Given problem:
Please set out everything from the start of the listing down to the line containing "M 26 187 L 26", both included, as a numbered list with blank lines dropped. Leave the pictures out of your answer.

***

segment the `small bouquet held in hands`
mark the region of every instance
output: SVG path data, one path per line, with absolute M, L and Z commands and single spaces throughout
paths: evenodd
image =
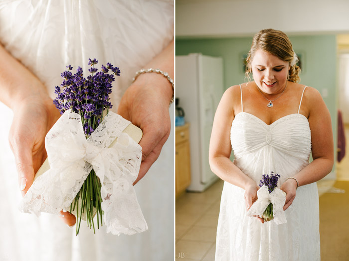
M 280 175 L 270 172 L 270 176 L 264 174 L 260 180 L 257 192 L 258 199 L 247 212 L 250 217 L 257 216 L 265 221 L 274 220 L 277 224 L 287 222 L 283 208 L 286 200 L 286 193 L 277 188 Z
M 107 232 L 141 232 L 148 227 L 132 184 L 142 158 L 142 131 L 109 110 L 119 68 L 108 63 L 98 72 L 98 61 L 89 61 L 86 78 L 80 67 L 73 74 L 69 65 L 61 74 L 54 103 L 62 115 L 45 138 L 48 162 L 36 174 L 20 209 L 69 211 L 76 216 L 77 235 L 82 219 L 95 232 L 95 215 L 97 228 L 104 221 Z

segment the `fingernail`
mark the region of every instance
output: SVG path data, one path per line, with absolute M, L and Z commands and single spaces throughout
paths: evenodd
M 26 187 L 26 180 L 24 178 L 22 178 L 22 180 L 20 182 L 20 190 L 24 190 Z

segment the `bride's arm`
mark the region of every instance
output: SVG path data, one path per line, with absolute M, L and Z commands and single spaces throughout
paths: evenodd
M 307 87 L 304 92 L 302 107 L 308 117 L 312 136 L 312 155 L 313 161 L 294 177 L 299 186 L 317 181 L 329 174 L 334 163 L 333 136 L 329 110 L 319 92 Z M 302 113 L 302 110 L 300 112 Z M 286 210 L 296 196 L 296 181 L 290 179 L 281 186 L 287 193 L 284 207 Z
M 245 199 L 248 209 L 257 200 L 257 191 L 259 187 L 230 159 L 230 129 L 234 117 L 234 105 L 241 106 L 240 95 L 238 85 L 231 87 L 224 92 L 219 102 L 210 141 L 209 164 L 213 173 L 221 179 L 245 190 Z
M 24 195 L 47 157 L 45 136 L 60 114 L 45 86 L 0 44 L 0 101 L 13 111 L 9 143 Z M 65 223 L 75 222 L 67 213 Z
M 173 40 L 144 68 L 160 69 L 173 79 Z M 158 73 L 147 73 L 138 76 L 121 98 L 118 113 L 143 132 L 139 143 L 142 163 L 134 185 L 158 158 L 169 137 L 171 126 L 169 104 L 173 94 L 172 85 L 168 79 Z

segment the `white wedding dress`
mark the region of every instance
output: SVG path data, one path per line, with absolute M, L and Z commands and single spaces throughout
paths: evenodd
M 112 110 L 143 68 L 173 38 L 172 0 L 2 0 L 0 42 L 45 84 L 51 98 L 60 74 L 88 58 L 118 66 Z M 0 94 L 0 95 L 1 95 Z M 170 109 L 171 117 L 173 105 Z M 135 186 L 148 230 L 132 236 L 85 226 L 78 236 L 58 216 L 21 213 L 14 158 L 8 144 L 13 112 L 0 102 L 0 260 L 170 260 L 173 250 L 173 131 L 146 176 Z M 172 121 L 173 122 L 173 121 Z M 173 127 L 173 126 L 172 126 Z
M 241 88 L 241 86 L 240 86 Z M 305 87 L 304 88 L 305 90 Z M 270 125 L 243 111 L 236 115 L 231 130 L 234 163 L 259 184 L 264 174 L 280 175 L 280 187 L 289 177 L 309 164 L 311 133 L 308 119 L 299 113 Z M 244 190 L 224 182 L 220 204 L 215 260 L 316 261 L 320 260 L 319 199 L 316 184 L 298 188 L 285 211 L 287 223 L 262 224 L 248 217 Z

***

Right answer:
1. segment the `small bouquet held in hands`
2. mark the region of every instance
3. output: SVG path data, one path per line, with absolute M, L and Z commands and single spaces throughout
4. paths: evenodd
5. image =
6. M 280 175 L 270 172 L 270 176 L 264 174 L 260 180 L 257 192 L 258 199 L 247 212 L 250 217 L 257 216 L 265 221 L 274 220 L 277 224 L 287 222 L 283 208 L 286 200 L 286 193 L 277 188 Z
7. M 107 232 L 141 232 L 148 227 L 132 184 L 142 158 L 142 131 L 109 110 L 119 68 L 108 63 L 98 72 L 98 61 L 89 61 L 86 78 L 80 67 L 73 74 L 69 65 L 61 74 L 54 103 L 62 115 L 45 138 L 48 162 L 36 174 L 20 209 L 69 211 L 76 216 L 77 235 L 82 219 L 95 232 L 95 215 L 97 228 L 104 221 Z
8. segment the `fingernail`
9. mark the region of every instance
10. output: SVG path data, one path per line, with absolute M, L and Z commands and single spaces throughout
11. paths: evenodd
12. M 26 187 L 26 180 L 24 178 L 22 178 L 22 180 L 20 182 L 20 190 L 24 190 Z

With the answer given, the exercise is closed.